_What is required_
Please translate this sentence from the revenue recognition passage into Spanish: "The other revenue recognition concepts contained in SAB 101 remain largely unchanged."

_Provided text_
In December 2003, the Securities and Exchange Commission (“SEC”) issued Staff Accounting Bulletin (“SAB”) No. 104, “Revenue Recognition,” which supersedes SAB 101, “Revenue Recognition in Financial Statements.” SAB 104’s primary purpose is to rescind accounting guidance contained in SAB 101 related to multiple element revenue arrangements, superseded as a result of the issuance of EITF 00-21, “Accounting for Revenue Arrangements with Multiple Deliverables.” The issuance of SAB 104 reflects the concepts contained in EITF 00-21. The other revenue recognition concepts contained in SAB 101 remain largely unchanged. The issuance of SAB 104 did not have a material impact on the Company’s results of operations, financial position or cash flows.

 

8


STARPOINT, LIMITED PARTNERSHIP AND SUBSIDIARIES

(Debtors-In-Possession)

_Supplied information_

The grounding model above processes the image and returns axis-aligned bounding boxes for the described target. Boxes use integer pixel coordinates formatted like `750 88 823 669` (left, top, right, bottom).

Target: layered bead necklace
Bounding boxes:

_Task answer_
Los demás conceptos de reconocimiento de ingresos contenidos en el SAB 101 permanecen prácticamente sin cambios.